Part of a data file

################

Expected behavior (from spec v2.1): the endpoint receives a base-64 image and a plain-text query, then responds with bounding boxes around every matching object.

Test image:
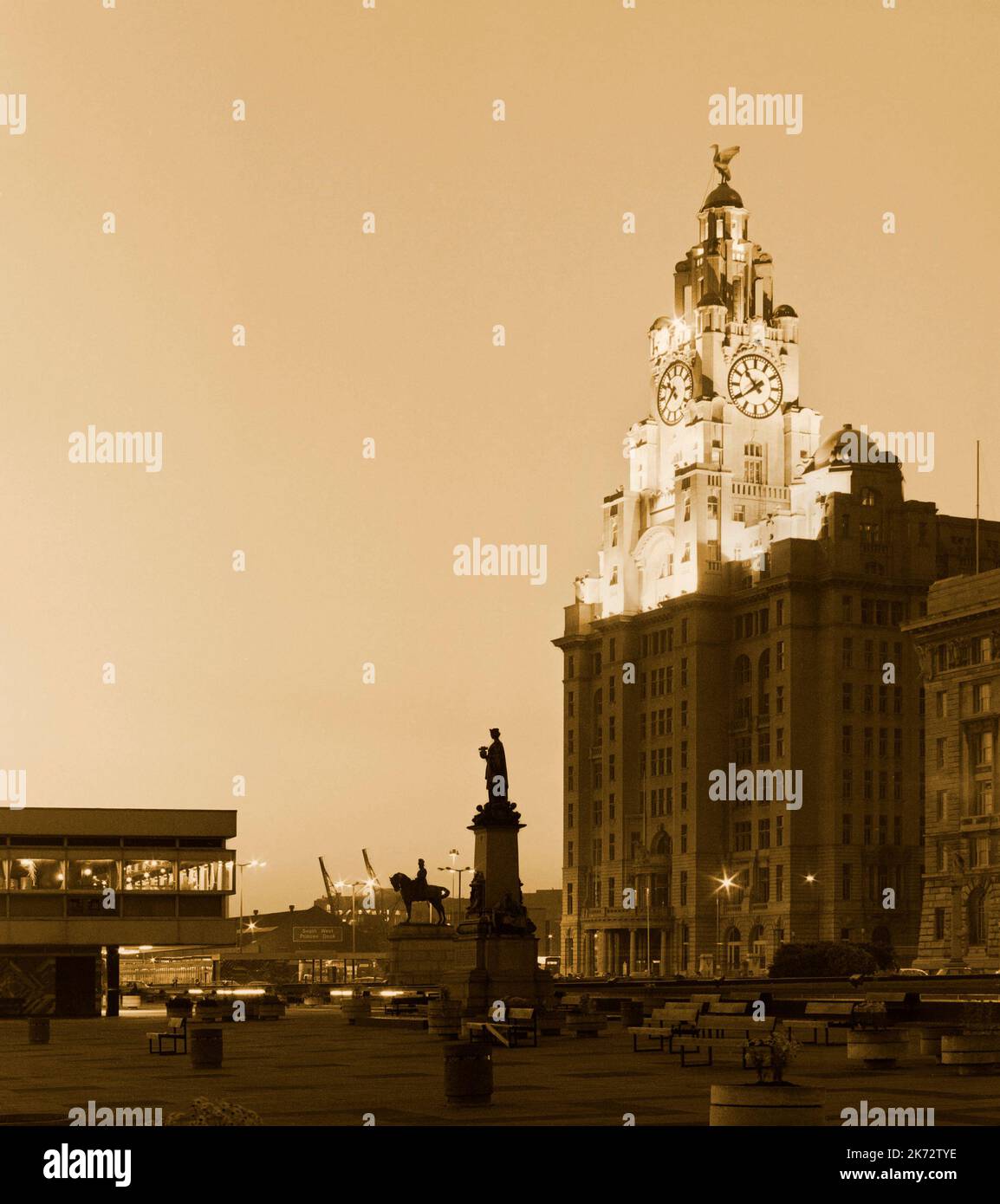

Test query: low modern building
[0,806,237,1016]
[907,571,1000,970]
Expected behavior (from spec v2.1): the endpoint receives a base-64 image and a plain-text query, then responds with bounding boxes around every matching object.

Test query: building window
[121,859,177,891]
[966,886,985,945]
[179,859,232,891]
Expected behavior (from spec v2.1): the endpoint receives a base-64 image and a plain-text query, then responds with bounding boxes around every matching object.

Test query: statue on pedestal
[389,858,451,923]
[472,728,521,824]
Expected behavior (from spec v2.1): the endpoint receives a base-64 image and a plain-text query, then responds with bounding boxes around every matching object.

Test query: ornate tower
[580,156,821,615]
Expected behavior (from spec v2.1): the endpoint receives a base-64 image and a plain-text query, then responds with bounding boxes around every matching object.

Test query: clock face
[657,360,694,426]
[729,352,782,418]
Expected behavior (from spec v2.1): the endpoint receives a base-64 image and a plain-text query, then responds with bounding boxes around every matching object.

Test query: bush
[769,941,876,978]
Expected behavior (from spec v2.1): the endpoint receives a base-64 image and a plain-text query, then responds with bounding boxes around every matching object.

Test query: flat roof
[0,806,237,837]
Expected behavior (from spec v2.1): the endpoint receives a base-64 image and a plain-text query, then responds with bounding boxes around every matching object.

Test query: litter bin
[445,1041,493,1108]
[188,1022,222,1069]
[28,1016,49,1045]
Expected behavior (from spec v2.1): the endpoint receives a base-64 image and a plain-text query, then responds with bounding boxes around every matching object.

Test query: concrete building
[0,808,237,1016]
[555,159,1000,974]
[907,571,1000,970]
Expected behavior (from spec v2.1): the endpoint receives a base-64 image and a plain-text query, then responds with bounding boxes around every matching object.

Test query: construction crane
[319,858,337,915]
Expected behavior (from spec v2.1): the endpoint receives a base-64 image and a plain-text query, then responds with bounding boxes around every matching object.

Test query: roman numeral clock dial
[657,360,694,426]
[728,353,782,418]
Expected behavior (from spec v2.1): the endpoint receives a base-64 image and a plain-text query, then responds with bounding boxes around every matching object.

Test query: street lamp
[237,858,268,948]
[712,870,737,966]
[438,849,472,927]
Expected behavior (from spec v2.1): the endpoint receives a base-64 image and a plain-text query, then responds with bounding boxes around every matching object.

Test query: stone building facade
[908,571,1000,970]
[555,159,1000,974]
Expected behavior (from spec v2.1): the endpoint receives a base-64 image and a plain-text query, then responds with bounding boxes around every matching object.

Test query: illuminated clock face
[657,360,694,426]
[729,352,782,418]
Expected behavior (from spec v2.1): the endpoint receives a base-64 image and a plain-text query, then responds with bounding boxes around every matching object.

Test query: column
[106,945,121,1016]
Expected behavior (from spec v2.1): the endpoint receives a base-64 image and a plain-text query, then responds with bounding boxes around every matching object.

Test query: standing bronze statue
[479,728,511,803]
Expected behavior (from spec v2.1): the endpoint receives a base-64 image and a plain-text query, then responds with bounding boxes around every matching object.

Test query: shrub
[166,1096,263,1128]
[769,941,876,978]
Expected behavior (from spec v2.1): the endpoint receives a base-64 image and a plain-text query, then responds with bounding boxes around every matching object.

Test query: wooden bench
[629,1003,698,1053]
[677,1016,777,1071]
[465,1007,538,1049]
[146,1016,188,1053]
[784,1000,857,1045]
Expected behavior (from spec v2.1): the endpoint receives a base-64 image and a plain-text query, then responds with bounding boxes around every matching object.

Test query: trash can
[188,1022,222,1069]
[445,1041,493,1108]
[28,1016,49,1045]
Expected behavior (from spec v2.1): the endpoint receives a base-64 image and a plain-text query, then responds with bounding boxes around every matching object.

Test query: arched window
[965,886,985,945]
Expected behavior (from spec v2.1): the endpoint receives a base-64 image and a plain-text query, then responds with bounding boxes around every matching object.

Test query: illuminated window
[121,859,177,891]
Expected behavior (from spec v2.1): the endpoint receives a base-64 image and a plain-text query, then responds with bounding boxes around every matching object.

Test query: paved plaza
[0,1007,997,1126]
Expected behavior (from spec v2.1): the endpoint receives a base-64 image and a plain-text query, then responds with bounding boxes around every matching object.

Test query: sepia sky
[0,0,1000,909]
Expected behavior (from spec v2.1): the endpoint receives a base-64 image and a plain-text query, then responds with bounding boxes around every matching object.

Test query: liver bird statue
[712,142,740,184]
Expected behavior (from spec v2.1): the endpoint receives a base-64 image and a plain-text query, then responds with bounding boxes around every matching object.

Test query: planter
[426,1000,462,1038]
[709,1083,823,1128]
[28,1016,50,1045]
[847,1028,908,1071]
[188,1024,222,1069]
[341,994,371,1025]
[621,1000,642,1029]
[445,1041,493,1108]
[941,1033,1000,1074]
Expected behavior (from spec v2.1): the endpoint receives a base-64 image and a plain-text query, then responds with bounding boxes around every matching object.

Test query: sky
[0,0,1000,910]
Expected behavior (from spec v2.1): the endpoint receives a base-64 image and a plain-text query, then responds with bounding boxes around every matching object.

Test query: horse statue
[389,874,451,923]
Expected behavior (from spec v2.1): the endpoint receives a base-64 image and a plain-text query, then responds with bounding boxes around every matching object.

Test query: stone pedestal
[442,802,555,1016]
[389,922,456,986]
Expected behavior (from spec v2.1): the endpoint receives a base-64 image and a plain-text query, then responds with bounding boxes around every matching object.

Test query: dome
[701,184,744,213]
[808,423,899,470]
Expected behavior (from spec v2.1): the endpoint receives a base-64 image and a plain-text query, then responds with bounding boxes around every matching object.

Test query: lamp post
[237,858,268,948]
[438,849,472,927]
[805,874,821,941]
[713,870,737,967]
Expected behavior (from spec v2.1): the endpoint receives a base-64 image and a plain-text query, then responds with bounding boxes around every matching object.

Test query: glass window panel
[179,861,232,891]
[68,858,118,891]
[7,858,65,891]
[121,858,177,891]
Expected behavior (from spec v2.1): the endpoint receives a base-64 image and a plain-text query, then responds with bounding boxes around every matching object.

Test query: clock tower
[581,155,821,614]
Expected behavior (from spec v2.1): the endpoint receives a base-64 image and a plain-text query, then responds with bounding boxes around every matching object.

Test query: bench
[677,1016,777,1071]
[784,1000,858,1045]
[629,1003,698,1053]
[465,1007,538,1049]
[386,991,428,1016]
[146,1016,188,1053]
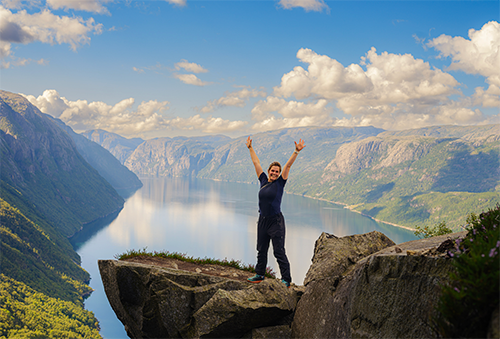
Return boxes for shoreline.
[285,191,415,231]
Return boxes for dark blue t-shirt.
[259,172,286,217]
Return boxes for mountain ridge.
[86,125,500,230]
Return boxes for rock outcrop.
[99,231,500,339]
[292,232,465,339]
[99,260,299,339]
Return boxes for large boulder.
[292,232,465,339]
[99,260,298,339]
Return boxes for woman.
[246,137,305,287]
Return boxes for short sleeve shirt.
[259,172,286,217]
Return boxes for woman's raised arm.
[247,137,264,178]
[281,139,306,180]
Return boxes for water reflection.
[78,178,415,339]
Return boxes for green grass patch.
[433,205,500,339]
[115,247,276,279]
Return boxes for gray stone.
[242,325,292,339]
[99,260,298,339]
[292,232,465,339]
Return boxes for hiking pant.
[255,213,292,282]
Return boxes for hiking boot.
[281,279,290,288]
[247,274,264,284]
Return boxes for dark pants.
[255,213,292,282]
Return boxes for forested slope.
[0,91,128,339]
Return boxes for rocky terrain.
[84,125,500,231]
[99,232,500,339]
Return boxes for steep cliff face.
[48,116,142,197]
[99,232,484,339]
[292,232,466,339]
[125,136,229,177]
[198,127,382,183]
[89,125,500,230]
[0,91,123,236]
[82,129,144,164]
[99,260,298,339]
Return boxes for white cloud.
[23,90,248,137]
[174,74,211,86]
[252,96,333,131]
[170,114,248,133]
[427,21,500,107]
[199,87,266,113]
[47,0,111,14]
[165,0,187,7]
[175,59,208,73]
[0,4,102,64]
[25,90,169,135]
[266,48,472,129]
[279,0,330,12]
[427,21,500,86]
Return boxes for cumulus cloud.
[25,90,169,135]
[170,114,248,133]
[427,21,500,107]
[174,74,211,86]
[279,0,330,12]
[252,96,334,131]
[175,59,208,73]
[264,48,470,129]
[47,0,111,14]
[199,87,267,113]
[0,6,102,64]
[24,90,248,137]
[165,0,187,7]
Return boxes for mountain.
[125,135,232,177]
[95,125,500,230]
[47,121,142,198]
[82,129,144,164]
[0,91,124,338]
[0,91,124,236]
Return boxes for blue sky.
[0,0,500,139]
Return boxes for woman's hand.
[292,137,306,152]
[247,136,252,148]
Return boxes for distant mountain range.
[0,91,141,338]
[85,125,500,229]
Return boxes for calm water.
[72,178,416,339]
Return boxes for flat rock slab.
[99,260,299,339]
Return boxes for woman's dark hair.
[267,161,281,173]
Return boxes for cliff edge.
[99,231,497,339]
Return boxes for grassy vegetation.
[414,221,453,238]
[433,205,500,339]
[115,248,276,279]
[0,274,101,339]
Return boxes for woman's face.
[267,166,280,181]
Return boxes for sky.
[0,0,500,139]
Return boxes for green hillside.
[0,91,124,338]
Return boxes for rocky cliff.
[125,136,230,177]
[88,125,500,230]
[0,91,124,236]
[82,129,144,164]
[47,121,142,198]
[99,232,492,339]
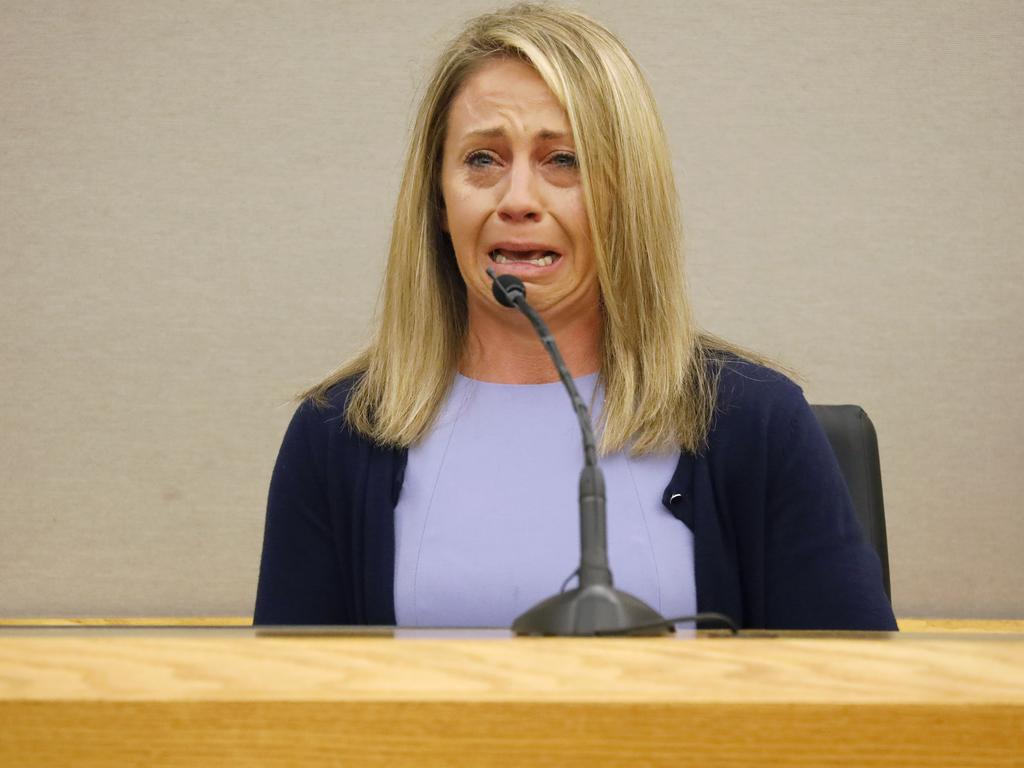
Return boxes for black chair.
[811,406,892,602]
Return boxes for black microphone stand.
[487,268,675,636]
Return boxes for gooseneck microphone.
[487,267,674,635]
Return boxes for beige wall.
[0,0,1024,616]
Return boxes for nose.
[498,160,542,223]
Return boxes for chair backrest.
[811,406,892,602]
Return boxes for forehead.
[449,58,568,136]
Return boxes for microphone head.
[487,269,526,307]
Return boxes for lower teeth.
[493,253,555,266]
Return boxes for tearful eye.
[466,152,495,168]
[551,152,577,168]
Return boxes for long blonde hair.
[302,4,770,454]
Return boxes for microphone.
[487,267,675,636]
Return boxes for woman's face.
[441,58,599,319]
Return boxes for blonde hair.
[302,4,774,454]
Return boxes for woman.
[254,5,895,630]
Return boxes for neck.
[459,306,601,384]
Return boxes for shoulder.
[288,377,359,452]
[711,356,808,440]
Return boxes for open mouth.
[489,248,562,266]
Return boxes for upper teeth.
[490,249,558,266]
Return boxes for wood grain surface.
[0,616,1024,635]
[0,628,1024,766]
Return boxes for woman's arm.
[253,402,347,625]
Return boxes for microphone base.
[512,584,675,637]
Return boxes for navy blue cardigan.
[253,360,896,630]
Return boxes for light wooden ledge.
[0,616,1024,634]
[0,617,1024,768]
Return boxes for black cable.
[594,611,739,637]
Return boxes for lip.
[487,240,562,256]
[484,241,565,278]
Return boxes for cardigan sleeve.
[253,402,344,625]
[764,385,896,630]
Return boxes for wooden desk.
[0,626,1024,768]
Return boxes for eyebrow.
[464,126,568,141]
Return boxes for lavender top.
[394,374,696,627]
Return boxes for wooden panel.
[0,630,1024,706]
[0,701,1024,768]
[0,616,1024,634]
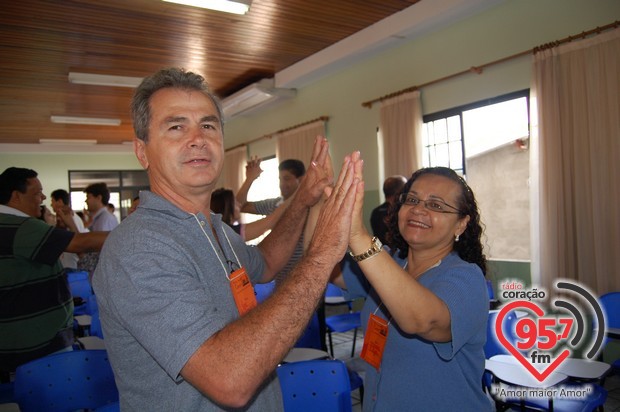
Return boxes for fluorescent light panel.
[163,0,252,14]
[39,139,97,145]
[50,116,121,126]
[69,72,143,88]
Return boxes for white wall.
[226,0,620,191]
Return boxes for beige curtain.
[379,90,423,177]
[276,120,325,167]
[531,29,620,295]
[218,146,247,193]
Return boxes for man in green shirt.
[0,167,108,380]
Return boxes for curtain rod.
[224,116,329,152]
[362,20,620,109]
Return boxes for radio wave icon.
[553,281,605,359]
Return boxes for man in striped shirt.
[0,167,108,380]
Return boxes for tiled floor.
[327,308,620,412]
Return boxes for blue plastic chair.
[325,283,362,357]
[254,280,276,303]
[277,359,351,412]
[295,312,322,349]
[599,292,620,374]
[14,350,119,412]
[67,271,93,315]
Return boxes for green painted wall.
[0,152,142,196]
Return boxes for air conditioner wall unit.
[222,78,297,119]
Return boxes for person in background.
[211,188,286,241]
[370,175,407,244]
[50,189,88,269]
[333,167,492,411]
[106,203,118,224]
[127,196,140,216]
[39,205,56,226]
[236,158,306,285]
[84,183,118,231]
[78,182,118,282]
[93,68,363,411]
[50,189,88,233]
[0,167,108,381]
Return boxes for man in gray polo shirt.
[94,69,363,411]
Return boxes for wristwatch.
[349,236,383,262]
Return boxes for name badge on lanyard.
[360,313,389,371]
[230,267,257,316]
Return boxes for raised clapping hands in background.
[245,156,263,181]
[307,151,364,266]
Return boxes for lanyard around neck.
[190,213,241,280]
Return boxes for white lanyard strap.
[190,213,241,280]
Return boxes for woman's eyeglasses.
[398,193,461,214]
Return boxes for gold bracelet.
[349,236,383,262]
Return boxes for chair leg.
[327,329,334,358]
[351,328,357,357]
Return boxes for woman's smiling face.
[398,173,469,250]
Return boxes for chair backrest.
[254,280,276,303]
[486,279,495,300]
[295,312,323,349]
[14,350,118,412]
[67,271,93,301]
[600,292,620,328]
[89,312,103,339]
[277,359,351,412]
[67,271,94,315]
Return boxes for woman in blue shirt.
[333,167,492,411]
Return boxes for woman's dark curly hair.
[386,167,487,275]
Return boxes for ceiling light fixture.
[163,0,252,14]
[222,78,297,119]
[39,139,97,145]
[50,116,121,126]
[69,72,143,88]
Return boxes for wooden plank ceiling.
[0,0,418,144]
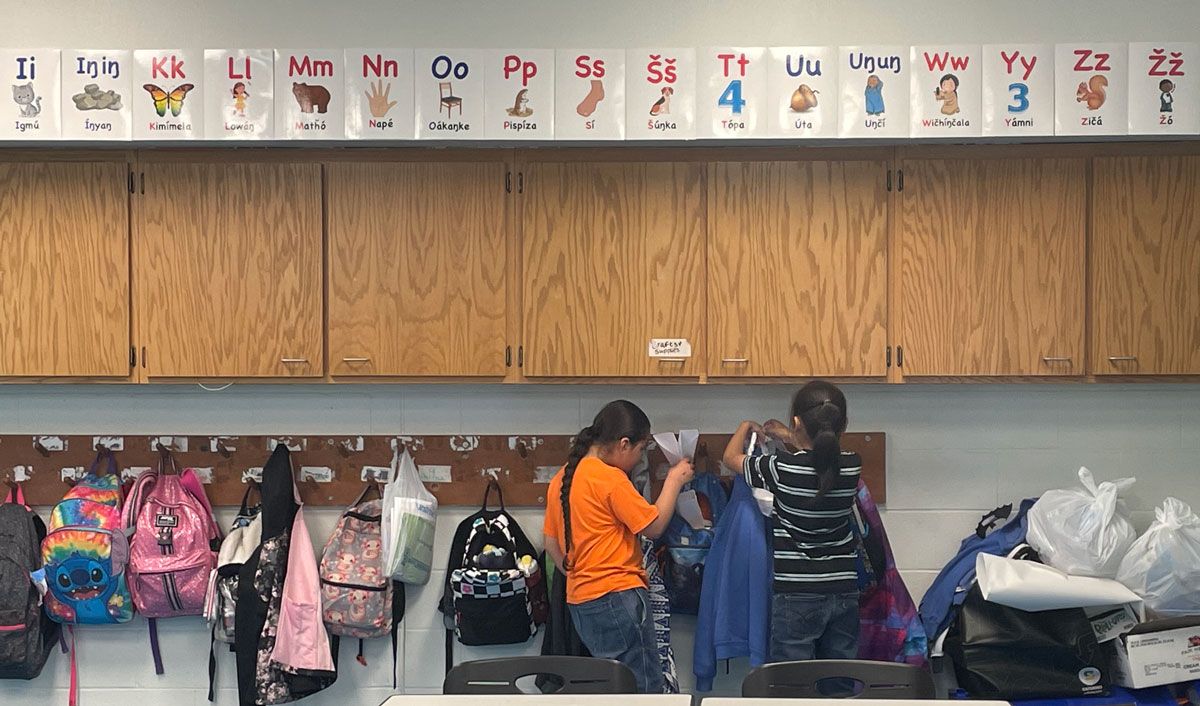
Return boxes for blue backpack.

################

Format the lines of the records above, from the line with "Return boxes for nose." to the line with "[302,4,770,454]", as a JSON list of strings with one string per line and blank lines omitted.

[
  "Return boxes for nose.",
  "[498,160,542,223]",
  "Return boxes for chair backrest.",
  "[811,406,892,602]",
  "Return boxes for forehead.",
  "[449,58,568,136]",
  "Return boxes for microphone head.",
  "[487,269,526,307]",
  "Return boxes for lower teeth.",
  "[493,253,555,266]",
  "Return boxes for tearful eye.",
  "[466,152,495,168]",
  "[551,152,577,168]",
  "Return boxes for long blonde hair.",
  "[302,4,770,454]"
]